*INSTRUCTIONS TO FOLLOW:*
Edit the lines beginning with the one that contains "Question. The picture above shows the crown" and continuing through the last of the lines, replacing "instance" with "occurrence" and leaving everything else unchanged. Give only those lines.

*DATA RECORDS:*
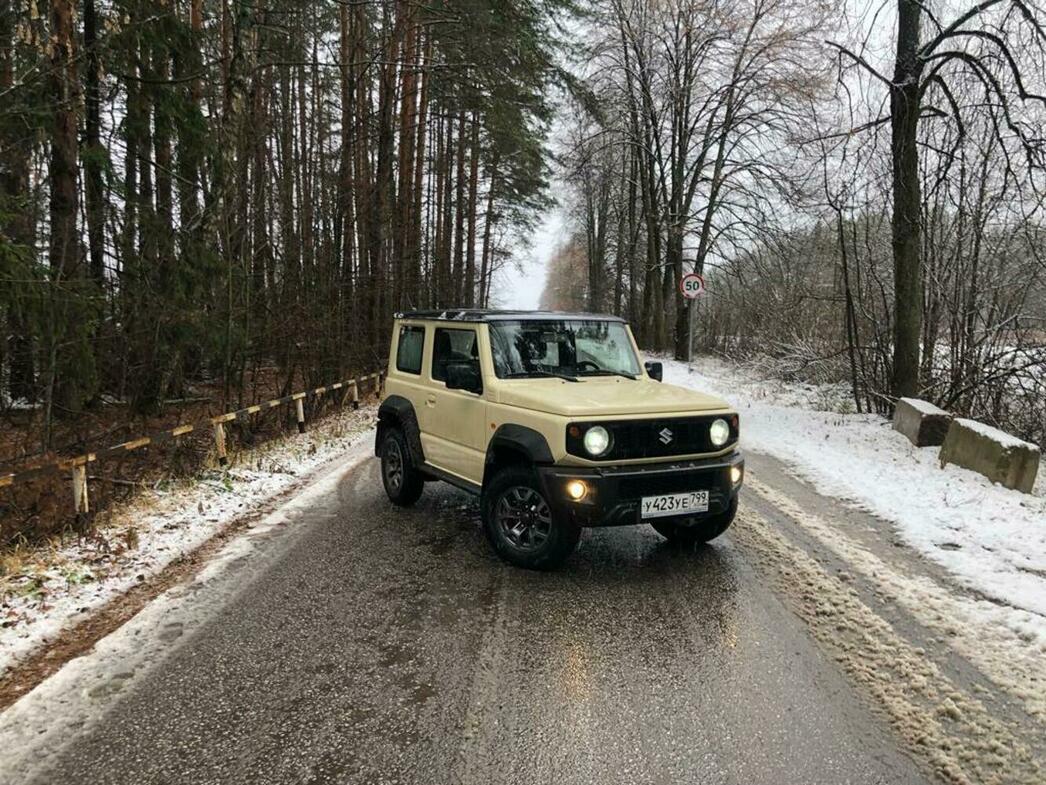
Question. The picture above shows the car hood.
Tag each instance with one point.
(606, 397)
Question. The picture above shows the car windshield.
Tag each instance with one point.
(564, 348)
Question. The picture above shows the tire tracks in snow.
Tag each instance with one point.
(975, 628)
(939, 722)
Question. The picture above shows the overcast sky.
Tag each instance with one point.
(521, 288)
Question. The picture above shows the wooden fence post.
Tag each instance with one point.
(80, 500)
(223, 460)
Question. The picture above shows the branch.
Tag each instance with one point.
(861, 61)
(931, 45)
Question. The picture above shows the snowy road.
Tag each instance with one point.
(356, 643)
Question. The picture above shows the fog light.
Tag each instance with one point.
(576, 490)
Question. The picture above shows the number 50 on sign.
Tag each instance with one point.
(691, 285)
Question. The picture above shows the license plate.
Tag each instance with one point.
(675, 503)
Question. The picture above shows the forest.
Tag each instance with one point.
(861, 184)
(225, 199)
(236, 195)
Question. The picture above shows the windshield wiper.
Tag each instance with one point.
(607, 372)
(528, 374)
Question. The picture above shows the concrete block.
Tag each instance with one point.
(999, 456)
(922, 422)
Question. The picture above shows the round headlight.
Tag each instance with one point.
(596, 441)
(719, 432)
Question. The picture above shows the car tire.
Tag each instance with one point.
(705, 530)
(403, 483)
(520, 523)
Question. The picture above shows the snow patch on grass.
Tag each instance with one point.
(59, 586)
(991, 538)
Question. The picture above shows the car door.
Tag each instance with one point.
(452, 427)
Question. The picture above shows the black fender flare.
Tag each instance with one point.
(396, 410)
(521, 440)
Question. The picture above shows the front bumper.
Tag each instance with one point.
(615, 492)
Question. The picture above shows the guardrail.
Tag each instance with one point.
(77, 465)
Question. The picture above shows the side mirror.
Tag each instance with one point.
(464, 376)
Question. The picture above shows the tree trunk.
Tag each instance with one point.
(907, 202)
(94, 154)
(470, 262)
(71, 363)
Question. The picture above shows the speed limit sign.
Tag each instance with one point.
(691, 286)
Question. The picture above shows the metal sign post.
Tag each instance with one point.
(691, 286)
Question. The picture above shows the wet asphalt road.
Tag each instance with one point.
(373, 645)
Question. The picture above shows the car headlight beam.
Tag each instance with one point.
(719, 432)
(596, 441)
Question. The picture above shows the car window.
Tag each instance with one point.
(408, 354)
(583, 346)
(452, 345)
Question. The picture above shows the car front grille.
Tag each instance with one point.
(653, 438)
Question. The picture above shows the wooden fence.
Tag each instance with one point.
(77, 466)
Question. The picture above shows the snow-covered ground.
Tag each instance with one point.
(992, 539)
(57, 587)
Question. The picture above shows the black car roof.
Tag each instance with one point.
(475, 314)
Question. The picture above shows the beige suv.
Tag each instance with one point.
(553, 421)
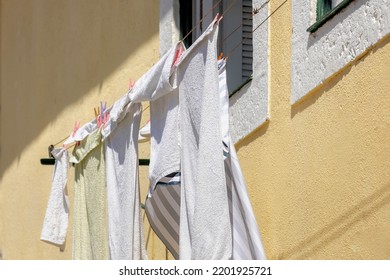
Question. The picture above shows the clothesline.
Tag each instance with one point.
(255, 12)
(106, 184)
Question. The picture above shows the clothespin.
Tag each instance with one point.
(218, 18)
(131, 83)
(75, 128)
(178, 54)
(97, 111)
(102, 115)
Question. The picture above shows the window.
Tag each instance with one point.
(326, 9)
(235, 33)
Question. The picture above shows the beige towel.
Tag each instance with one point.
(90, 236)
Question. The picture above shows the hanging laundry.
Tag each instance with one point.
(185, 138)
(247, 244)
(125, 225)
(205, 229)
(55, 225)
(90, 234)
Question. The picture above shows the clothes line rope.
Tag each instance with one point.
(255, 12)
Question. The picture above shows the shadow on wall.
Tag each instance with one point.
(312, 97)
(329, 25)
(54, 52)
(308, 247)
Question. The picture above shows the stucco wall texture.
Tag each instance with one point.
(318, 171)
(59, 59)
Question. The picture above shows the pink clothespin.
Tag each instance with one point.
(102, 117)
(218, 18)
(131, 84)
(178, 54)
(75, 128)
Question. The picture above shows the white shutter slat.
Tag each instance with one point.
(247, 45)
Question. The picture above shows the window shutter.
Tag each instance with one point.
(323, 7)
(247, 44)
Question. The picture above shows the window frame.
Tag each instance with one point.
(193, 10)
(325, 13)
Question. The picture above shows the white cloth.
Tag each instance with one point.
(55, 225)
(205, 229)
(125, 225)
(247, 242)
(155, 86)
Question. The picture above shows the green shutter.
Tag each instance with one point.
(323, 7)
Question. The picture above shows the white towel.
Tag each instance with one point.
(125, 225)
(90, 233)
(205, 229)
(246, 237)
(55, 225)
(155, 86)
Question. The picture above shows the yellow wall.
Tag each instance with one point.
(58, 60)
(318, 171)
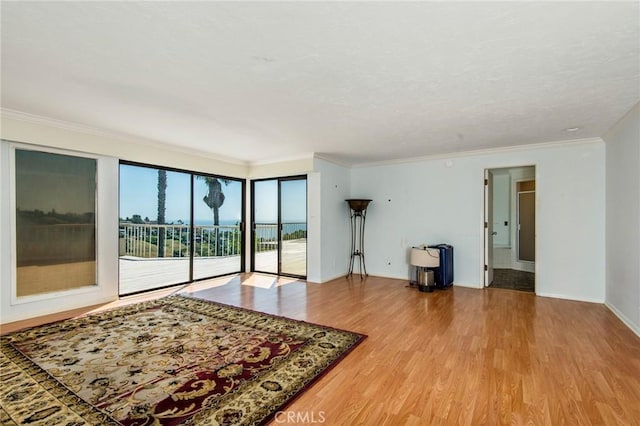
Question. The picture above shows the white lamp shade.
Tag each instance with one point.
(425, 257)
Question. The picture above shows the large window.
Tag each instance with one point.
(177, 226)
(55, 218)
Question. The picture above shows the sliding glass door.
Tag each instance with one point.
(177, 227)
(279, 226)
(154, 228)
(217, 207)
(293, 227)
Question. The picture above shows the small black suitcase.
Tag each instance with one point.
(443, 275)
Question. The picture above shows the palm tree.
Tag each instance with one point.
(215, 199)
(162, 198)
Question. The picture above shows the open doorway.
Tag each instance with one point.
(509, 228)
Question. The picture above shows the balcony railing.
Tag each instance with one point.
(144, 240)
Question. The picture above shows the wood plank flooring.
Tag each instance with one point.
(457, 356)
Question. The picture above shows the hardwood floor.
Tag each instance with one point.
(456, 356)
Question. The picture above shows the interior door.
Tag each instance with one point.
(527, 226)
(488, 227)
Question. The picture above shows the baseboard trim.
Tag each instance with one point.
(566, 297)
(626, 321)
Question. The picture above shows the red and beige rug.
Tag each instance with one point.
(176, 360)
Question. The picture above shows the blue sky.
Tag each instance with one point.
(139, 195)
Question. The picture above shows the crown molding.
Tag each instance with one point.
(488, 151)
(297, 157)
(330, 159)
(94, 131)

*ANSWER TO THIS PROBLEM:*
Question. The picture above shows the crown molding.
Tag each occurrence with one point.
(488, 151)
(297, 157)
(330, 159)
(94, 131)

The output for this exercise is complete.